Já estamos vendo as consequências mais amplas das sanções impostas à Rússia, particularmente em termos de aumento dos preços do petróleo e dos alimentos. (Foto: Wikimedia Commons)

O Ocidente respondeu à invasão da Ucrânia impondo sanções econômicas à Rússia. Houve muita discussão sobre se as sanções econômicas são uma resposta adequada, o que elas esperam alcançar e quais serão os resultados - não apenas para a Rússia, mas para o mundo.

As sanções econômicas têm sido usadas como uma ferramenta de guerra há séculos. Na Europa dos séculos XVII e XVIII, quando a guerra era generalizada, as sanções econômicas eram frequentemente implementadas. Elas incluíam proibições de comércio, o fechamento de portos contra inimigos beligerantes e proibições da compra de certas mercadorias.

O intercâmbio econômico também foi afetado de maneira mais indireta, por meio  do aumento do corsário e da pirataria no mar, da alta de impostos e do recrutamento compulsório de soldados. As consequências econômicas da guerra foram sentidas não apenas pelos governos, mas por comerciantes, fabricantes, consumidores e pela sociedade em geral, à medida que os negócios e a vida cotidiana eram jogados no caos.

Quando a Grã-Bretanha e a França estavam em guerra durante a Guerra dos Nove Anos (1688-97) e a Guerra da Sucessão Espanhola (1702-13), ambos os lados impuseram sanções econômicas ao outro.

A Inglaterra entrou na Guerra dos Nove Anos declarando guerra à França em 17 de maio de 1689, em resposta às preocupações em toda a Europa de que a França - e seu monarca absolutista Luís XIV - estivesse se fortalecendo demais. Em sua declaração de guerra, o parlamento autorizou funcionários a “deter todos os navios e embarcações que transportassem quaisquer bens ou mercadorias neles pertencentes ao rei francês ou a seus súditos e habitantes”.

SOLICITAÇÕES
1. Mostre todas as linhas da listagem que contêm a palavra "white", diferenciando maiúsculas de minúsculas.
2. Dê continuidade ao texto sobre as sanções econômicas contra a Rússia, começando logo após a última frase apresentada.

LISTAGEM FORNECIDA
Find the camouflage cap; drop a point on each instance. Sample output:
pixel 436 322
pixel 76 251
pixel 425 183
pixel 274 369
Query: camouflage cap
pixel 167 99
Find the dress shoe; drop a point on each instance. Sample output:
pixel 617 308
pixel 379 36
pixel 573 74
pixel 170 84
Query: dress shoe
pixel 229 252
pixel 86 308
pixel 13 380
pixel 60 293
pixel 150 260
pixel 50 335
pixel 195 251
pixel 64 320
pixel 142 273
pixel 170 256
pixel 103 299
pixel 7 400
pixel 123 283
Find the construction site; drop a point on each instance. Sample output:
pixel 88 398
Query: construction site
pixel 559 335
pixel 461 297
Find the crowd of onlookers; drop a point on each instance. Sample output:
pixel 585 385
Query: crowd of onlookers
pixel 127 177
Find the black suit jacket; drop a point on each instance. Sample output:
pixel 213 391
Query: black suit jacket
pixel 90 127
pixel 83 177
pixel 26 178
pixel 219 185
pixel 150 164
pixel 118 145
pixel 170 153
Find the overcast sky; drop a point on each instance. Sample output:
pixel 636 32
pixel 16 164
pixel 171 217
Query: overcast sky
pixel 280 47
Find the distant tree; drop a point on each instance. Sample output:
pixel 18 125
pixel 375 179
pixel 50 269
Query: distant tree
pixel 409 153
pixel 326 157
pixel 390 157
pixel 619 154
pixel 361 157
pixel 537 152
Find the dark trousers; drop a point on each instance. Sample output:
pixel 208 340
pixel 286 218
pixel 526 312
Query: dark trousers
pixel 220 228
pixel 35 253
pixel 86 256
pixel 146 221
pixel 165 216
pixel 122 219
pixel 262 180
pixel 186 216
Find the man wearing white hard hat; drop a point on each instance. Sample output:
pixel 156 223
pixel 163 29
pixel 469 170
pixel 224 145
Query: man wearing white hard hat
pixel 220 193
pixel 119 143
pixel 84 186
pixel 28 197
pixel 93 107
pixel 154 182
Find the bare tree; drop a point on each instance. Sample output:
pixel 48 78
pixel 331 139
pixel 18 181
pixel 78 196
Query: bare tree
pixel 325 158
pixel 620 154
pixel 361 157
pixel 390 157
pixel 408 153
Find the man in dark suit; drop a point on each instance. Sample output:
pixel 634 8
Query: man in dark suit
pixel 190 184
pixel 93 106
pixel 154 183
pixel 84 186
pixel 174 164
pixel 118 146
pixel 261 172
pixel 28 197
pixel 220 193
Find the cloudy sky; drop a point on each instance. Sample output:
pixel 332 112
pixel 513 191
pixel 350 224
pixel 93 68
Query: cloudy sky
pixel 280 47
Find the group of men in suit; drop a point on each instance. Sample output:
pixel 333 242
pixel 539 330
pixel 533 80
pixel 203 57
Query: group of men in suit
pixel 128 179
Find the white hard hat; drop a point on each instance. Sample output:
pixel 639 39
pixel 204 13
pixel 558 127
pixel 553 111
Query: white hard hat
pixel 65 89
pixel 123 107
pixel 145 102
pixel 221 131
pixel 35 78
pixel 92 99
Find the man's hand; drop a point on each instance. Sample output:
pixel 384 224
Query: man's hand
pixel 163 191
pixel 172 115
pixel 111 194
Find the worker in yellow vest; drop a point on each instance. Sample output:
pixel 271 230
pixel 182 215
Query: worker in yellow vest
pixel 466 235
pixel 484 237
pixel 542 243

RESPOSTAS FINAIS
1.
Find the man wearing white hard hat; drop a point on each instance. Sample output:
Query: man wearing white hard hat
Find the white hard hat; drop a point on each instance. Sample output:
Query: white hard hat

2.
Quando a Escócia seguiu o exemplo em 6 de agosto, a declaração de guerra proibiu quaisquer súditos escoceses de “negociar ou corresponder com o referido rei francês ou com qualquer um de seus súditos”.

A França e a Grã-Bretanha novamente se encontraram em lados opostos durante a Guerra da Sucessão Espanhola, um conflito travado pela disputada sucessão ao trono vago da Espanha e pelo controle sobre os vastos territórios globais daquele país. Sanções econômicas semelhantes foram impostas. Em janeiro de 1701, o parlamento escocês embargou “a importação de todos os vinhos franceses, Brandy e outras águas fortes e vinagre feitos na França de qualquer lugar”.

O potencial para ramificações mais amplas é claro - isso não só prejudicaria a França, mas as consequências econômicas seriam sentidas por qualquer nação que fizesse negócios em produtos franceses. Houve consequências sociais também para quem gostava de beber vinho francês.

Isso ressoa com os temores atuais sobre o preço do petróleo. À medida que os preços sobem como resultado direto do conflito na Ucrânia e das proibições globais das importações russas de petróleo, teme-se que os preços do petróleo bruto possam subir até US$ 300 o barril. Assim como em 1701, essa sanção econômica não apenas prejudica a nação contra a qual se destina, mas tem consequências em todo o mundo.

Fechando os olhos para as proibições

Essas sanções do início da modernidade tiveram sucesso misto. Comerciantes individuais usaram uma variedade de táticas para contorná-los, incluindo velejar em navios neutros ou transportar documentos falsificados, bem como inserir mercadorias através de diferentes portos. Além disso, os governos de ambos os lados do canal foram cúmplices em permitir atividades que prejudicavam as sanções econômicas.

Em 1692, três anos após a Guerra dos Nove Anos, o conselho privado escocês emitiu seis passes para os navios viajarem para Bordeaux em um empreendimento comercial. Novamente, em maio de 1693, os escoceses foram autorizados a negociar e viajar para a França com “licença expressa” do monarca ou conselho privado da Escócia. Os almirantes franceses também ignoraram suas próprias sanções, concedendo passes para navios britânicos negociarem em La Rochelle e Bordeaux durante a Guerra dos Nove Anos.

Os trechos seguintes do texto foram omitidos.